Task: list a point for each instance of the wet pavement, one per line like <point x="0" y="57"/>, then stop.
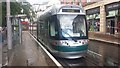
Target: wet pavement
<point x="105" y="53"/>
<point x="28" y="54"/>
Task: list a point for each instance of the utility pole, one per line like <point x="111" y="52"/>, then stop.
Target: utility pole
<point x="9" y="29"/>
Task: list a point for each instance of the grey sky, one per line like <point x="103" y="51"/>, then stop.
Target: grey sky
<point x="36" y="1"/>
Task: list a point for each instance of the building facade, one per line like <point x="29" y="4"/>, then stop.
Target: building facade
<point x="103" y="16"/>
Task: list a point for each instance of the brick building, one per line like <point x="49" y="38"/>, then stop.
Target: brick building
<point x="103" y="16"/>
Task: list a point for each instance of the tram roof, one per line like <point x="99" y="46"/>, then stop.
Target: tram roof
<point x="55" y="9"/>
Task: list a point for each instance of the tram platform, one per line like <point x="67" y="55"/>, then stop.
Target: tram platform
<point x="27" y="53"/>
<point x="108" y="38"/>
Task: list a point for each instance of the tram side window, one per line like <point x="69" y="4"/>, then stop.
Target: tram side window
<point x="52" y="29"/>
<point x="53" y="26"/>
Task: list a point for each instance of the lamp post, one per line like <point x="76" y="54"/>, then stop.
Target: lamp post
<point x="9" y="29"/>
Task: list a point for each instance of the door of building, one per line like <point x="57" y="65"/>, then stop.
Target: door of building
<point x="110" y="26"/>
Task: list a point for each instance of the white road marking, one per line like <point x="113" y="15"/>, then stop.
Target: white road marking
<point x="54" y="60"/>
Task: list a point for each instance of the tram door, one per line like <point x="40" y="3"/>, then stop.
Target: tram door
<point x="110" y="26"/>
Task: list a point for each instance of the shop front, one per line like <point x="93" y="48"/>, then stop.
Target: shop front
<point x="112" y="17"/>
<point x="93" y="19"/>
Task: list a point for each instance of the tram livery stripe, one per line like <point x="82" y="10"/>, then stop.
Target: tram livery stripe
<point x="54" y="60"/>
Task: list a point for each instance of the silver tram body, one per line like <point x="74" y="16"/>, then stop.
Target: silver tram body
<point x="63" y="31"/>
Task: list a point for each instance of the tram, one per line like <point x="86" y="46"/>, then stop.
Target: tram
<point x="63" y="31"/>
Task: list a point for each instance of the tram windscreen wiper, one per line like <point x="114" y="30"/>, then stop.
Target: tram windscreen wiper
<point x="69" y="36"/>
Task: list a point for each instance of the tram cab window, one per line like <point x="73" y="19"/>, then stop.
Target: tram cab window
<point x="53" y="26"/>
<point x="72" y="25"/>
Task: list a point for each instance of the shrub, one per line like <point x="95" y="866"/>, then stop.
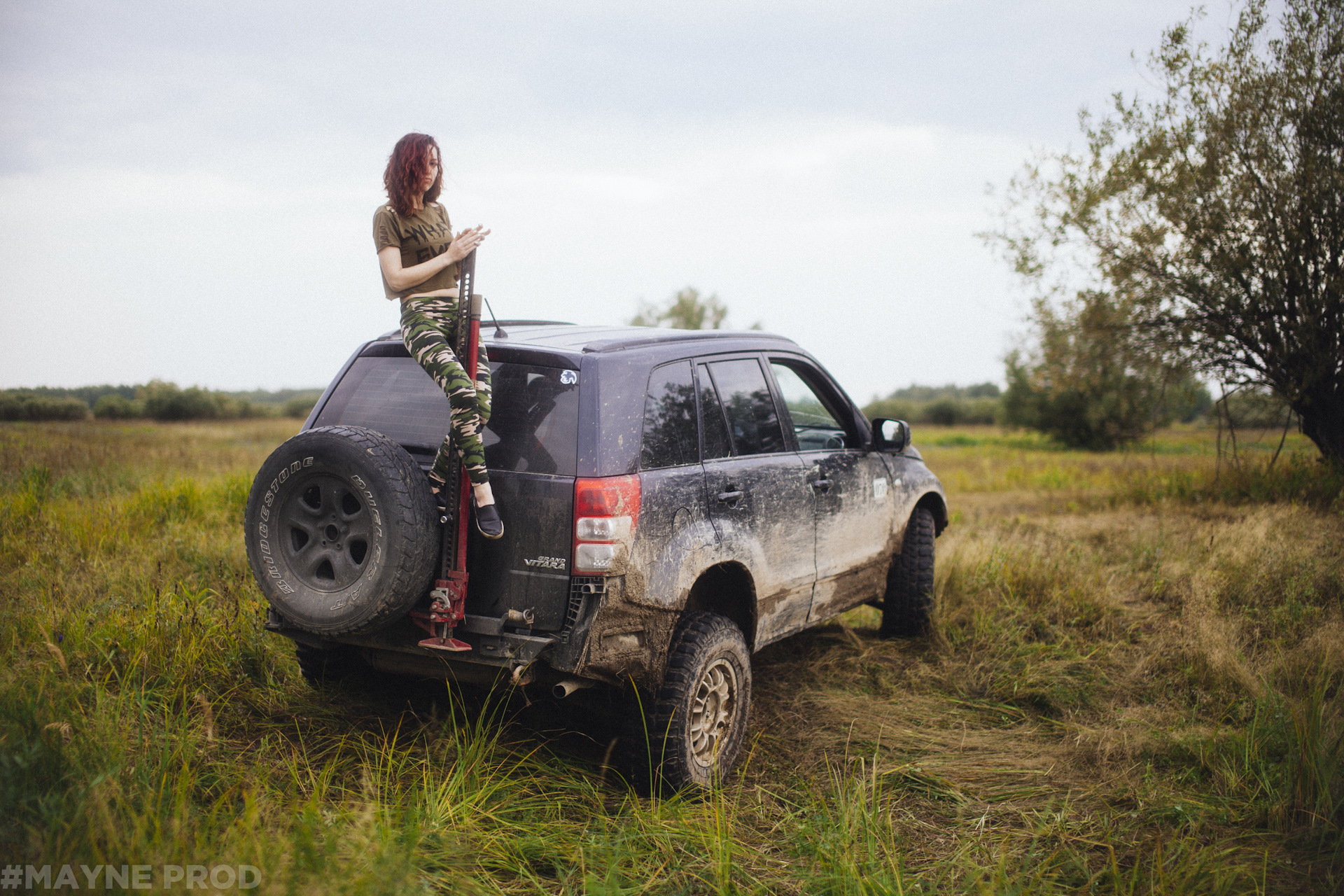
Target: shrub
<point x="118" y="407"/>
<point x="26" y="406"/>
<point x="1091" y="382"/>
<point x="168" y="402"/>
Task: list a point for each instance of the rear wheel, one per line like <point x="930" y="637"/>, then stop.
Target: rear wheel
<point x="909" y="601"/>
<point x="699" y="719"/>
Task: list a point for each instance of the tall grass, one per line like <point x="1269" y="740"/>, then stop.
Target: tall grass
<point x="1121" y="695"/>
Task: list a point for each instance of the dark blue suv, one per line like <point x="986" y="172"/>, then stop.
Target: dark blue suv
<point x="673" y="500"/>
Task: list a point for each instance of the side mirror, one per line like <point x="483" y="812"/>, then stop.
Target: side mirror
<point x="890" y="435"/>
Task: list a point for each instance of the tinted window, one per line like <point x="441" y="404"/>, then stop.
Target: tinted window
<point x="753" y="422"/>
<point x="670" y="435"/>
<point x="534" y="419"/>
<point x="815" y="426"/>
<point x="534" y="412"/>
<point x="715" y="430"/>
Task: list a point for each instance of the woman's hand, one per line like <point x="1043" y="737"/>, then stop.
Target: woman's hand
<point x="400" y="279"/>
<point x="465" y="242"/>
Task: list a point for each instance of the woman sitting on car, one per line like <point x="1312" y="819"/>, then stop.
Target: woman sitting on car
<point x="419" y="258"/>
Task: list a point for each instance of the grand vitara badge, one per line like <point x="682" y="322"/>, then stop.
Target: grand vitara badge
<point x="546" y="564"/>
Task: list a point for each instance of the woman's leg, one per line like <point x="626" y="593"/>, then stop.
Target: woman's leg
<point x="428" y="333"/>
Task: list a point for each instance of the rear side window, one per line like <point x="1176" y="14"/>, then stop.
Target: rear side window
<point x="534" y="412"/>
<point x="670" y="431"/>
<point x="715" y="430"/>
<point x="753" y="422"/>
<point x="815" y="426"/>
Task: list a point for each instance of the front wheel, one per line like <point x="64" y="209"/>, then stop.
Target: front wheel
<point x="909" y="601"/>
<point x="699" y="720"/>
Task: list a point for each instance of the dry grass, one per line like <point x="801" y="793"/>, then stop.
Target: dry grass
<point x="1130" y="687"/>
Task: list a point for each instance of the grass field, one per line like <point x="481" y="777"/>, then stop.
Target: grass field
<point x="1132" y="687"/>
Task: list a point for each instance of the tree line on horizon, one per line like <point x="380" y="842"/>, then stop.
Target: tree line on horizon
<point x="155" y="400"/>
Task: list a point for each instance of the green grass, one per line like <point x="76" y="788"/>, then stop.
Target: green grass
<point x="1132" y="687"/>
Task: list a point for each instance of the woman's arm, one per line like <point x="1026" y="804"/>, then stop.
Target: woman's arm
<point x="400" y="279"/>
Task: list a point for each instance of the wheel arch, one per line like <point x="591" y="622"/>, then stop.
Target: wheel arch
<point x="937" y="505"/>
<point x="729" y="590"/>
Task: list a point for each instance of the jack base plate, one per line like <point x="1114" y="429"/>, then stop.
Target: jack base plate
<point x="445" y="644"/>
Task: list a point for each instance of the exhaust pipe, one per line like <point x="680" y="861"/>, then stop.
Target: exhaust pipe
<point x="569" y="685"/>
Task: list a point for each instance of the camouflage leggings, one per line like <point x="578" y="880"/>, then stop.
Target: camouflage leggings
<point x="429" y="331"/>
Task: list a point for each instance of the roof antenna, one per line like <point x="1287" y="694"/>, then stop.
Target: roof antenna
<point x="499" y="331"/>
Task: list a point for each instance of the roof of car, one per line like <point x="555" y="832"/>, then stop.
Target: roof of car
<point x="575" y="337"/>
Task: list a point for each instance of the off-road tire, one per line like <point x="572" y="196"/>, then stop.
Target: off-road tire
<point x="909" y="601"/>
<point x="707" y="657"/>
<point x="342" y="531"/>
<point x="326" y="668"/>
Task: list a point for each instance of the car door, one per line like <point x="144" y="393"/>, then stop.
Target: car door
<point x="851" y="489"/>
<point x="757" y="491"/>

Assignment
Your copy must match the records above exactly, apart from the pictures, which are excluded.

Answer to the problem
Task: list a point for each instance of the wet pavement, one per line like <point x="0" y="57"/>, then stop.
Target: wet pavement
<point x="105" y="53"/>
<point x="28" y="54"/>
Task: list a point for each instance of the utility pole, one per line like <point x="111" y="52"/>, then stop.
Target: utility pole
<point x="9" y="29"/>
Task: list a point for each instance of the grey sky, one per line like <point x="103" y="51"/>, then stop.
Target: grey sky
<point x="36" y="1"/>
Task: list a point for each instance of the building facade, one per line like <point x="29" y="4"/>, then stop.
Target: building facade
<point x="103" y="16"/>
Task: list a point for each instance of the brick building, one per line like <point x="49" y="38"/>, then stop.
Target: brick building
<point x="103" y="16"/>
Task: list a point for each instance of the tram roof, one per line like <point x="99" y="46"/>, then stop.
Target: tram roof
<point x="55" y="9"/>
Task: list a point for each instance of the tram platform, one per line like <point x="67" y="55"/>, then stop.
Target: tram platform
<point x="27" y="53"/>
<point x="108" y="38"/>
Task: list a point for each instance of the tram side window, one per line like <point x="69" y="4"/>, then stop.
Target: tram side window
<point x="52" y="29"/>
<point x="53" y="26"/>
Task: list a point for each instance of the lamp post, one per line like <point x="76" y="54"/>, then stop.
Target: lamp post
<point x="9" y="29"/>
Task: list a point for each instance of the door of building, one per line like <point x="57" y="65"/>, then stop.
Target: door of building
<point x="110" y="26"/>
Task: list a point for each instance of the white road marking, one per line like <point x="113" y="15"/>, then stop.
Target: white road marking
<point x="54" y="60"/>
Task: list a point for each instance of the tram door, one per line like <point x="40" y="3"/>, then stop.
Target: tram door
<point x="110" y="26"/>
Task: list a point for each instance of the shop front, one per line like <point x="93" y="48"/>, then stop.
Target: shop front
<point x="112" y="17"/>
<point x="93" y="19"/>
Task: list a point for each instance of the tram livery stripe, one per line like <point x="82" y="10"/>, then stop.
Target: tram livery stripe
<point x="54" y="60"/>
Task: list a point for each instance of the silver tram body, one per line like <point x="74" y="16"/>, then stop.
Target: silver tram body
<point x="63" y="31"/>
Task: list a point for each instance of the tram, one per line like <point x="86" y="46"/>, then stop.
Target: tram
<point x="63" y="31"/>
Task: list a point for each instance of the tram windscreen wiper, one per line like <point x="114" y="30"/>, then stop.
Target: tram windscreen wiper
<point x="69" y="36"/>
Task: list a point for each instance of the tram cab window, one per line like <point x="73" y="19"/>, then stop.
Target: tram cab window
<point x="53" y="26"/>
<point x="72" y="25"/>
Task: list a point for each instance of the shrub, one per line like <point x="95" y="866"/>, then stop.
Target: shrub
<point x="118" y="407"/>
<point x="26" y="406"/>
<point x="1091" y="382"/>
<point x="168" y="402"/>
Task: list a point for each instance of the rear wheel, one per line like <point x="930" y="637"/>, then stop.
Target: rear wheel
<point x="909" y="601"/>
<point x="699" y="719"/>
Task: list a point for each instance of the tall grass, one per line like <point x="1269" y="740"/>, then stop.
Target: tall grass
<point x="1121" y="695"/>
Task: list a point for each instance of the dark blue suv, one per line like <point x="986" y="172"/>, then stop.
Target: dark blue suv
<point x="673" y="500"/>
Task: list a point for each instance of the side mirror, one per line like <point x="483" y="812"/>, then stop.
Target: side mirror
<point x="890" y="435"/>
Task: list a point for each instance of the tinted window, one per line like <point x="441" y="404"/>, then stop.
Target: tinted window
<point x="753" y="422"/>
<point x="670" y="435"/>
<point x="534" y="419"/>
<point x="815" y="426"/>
<point x="534" y="412"/>
<point x="715" y="430"/>
Task: list a point for each instance of the woman's hand, one per line like <point x="1043" y="737"/>, then stop.
Target: woman's hand
<point x="400" y="279"/>
<point x="465" y="242"/>
Task: list a point for each instance of the woman sitting on car, one per line like <point x="1312" y="819"/>, then stop.
Target: woman sitting on car
<point x="419" y="258"/>
Task: list a point for each instance of the grand vitara badge, one per line like <point x="682" y="322"/>, then stop.
Target: grand vitara badge
<point x="546" y="564"/>
Task: list a point for each instance of the woman's leg, one per line like <point x="626" y="593"/>, then stop.
Target: woman's leg
<point x="428" y="333"/>
Task: list a point for each instance of the rear side window, one per line like <point x="1176" y="14"/>, then stop.
Target: rear side window
<point x="534" y="412"/>
<point x="670" y="431"/>
<point x="715" y="430"/>
<point x="753" y="422"/>
<point x="815" y="426"/>
Task: list a point for each instance of the front wheel, one per line like <point x="64" y="209"/>, then stop.
Target: front wheel
<point x="909" y="601"/>
<point x="699" y="720"/>
Task: list a point for each instance of the dry grass, one per line like <point x="801" y="793"/>, then stop.
Target: dry grass
<point x="1130" y="687"/>
Task: list a point for each instance of the grass field, one per line like <point x="481" y="777"/>, then stop.
Target: grass field
<point x="1132" y="687"/>
Task: list a point for each instance of the tree line on horizon, one per line like <point x="380" y="842"/>, then stop.
Target: tree line on horizon
<point x="155" y="400"/>
Task: list a point for each instance of the green grass, one per line like <point x="76" y="788"/>, then stop.
Target: green grass
<point x="1132" y="687"/>
Task: list a point for each instance of the woman's arm, one per line like <point x="1026" y="804"/>, then stop.
Target: woman's arm
<point x="400" y="279"/>
Task: list a point for each instance of the wheel arch, one per line like <point x="591" y="622"/>, then stop.
Target: wheel arch
<point x="937" y="505"/>
<point x="729" y="590"/>
Task: list a point for each instance of the jack base plate, one per line like <point x="1114" y="429"/>, then stop.
Target: jack base plate
<point x="445" y="644"/>
Task: list a point for each instance of the exhaust pipe, one per line like <point x="680" y="861"/>, then stop.
Target: exhaust pipe
<point x="569" y="685"/>
Task: list a point for each instance of the camouflage leggings, one per line like <point x="578" y="880"/>, then stop.
Target: camouflage leggings
<point x="429" y="331"/>
Task: list a point for each instance of the roof antenna, one per line like <point x="1287" y="694"/>, then stop.
Target: roof antenna
<point x="499" y="331"/>
Task: list a point for each instance of the roof of car, one per line like <point x="555" y="832"/>, then stop.
Target: roof of car
<point x="575" y="337"/>
Task: list a point for each instance of the off-road tire, one per line like <point x="572" y="196"/>, then stop.
Target: off-road tire
<point x="909" y="601"/>
<point x="707" y="657"/>
<point x="342" y="531"/>
<point x="326" y="668"/>
Task: list a point for each instance of the car door, one per line like <point x="144" y="393"/>, then stop.
Target: car door
<point x="851" y="489"/>
<point x="757" y="491"/>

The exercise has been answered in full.